# Prompt
Rewrite the listing below, swapping each "young woman" for "older man" and keeping all other text the same.

Saved entries:
= = =
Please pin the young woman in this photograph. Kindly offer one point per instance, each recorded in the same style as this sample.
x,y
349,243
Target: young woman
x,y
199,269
= = =
# Exercise result
Please pin the older man in this photograph. Kindly offer one point per instance, each recorded in the same style as this sample.
x,y
349,243
Target: older man
x,y
199,269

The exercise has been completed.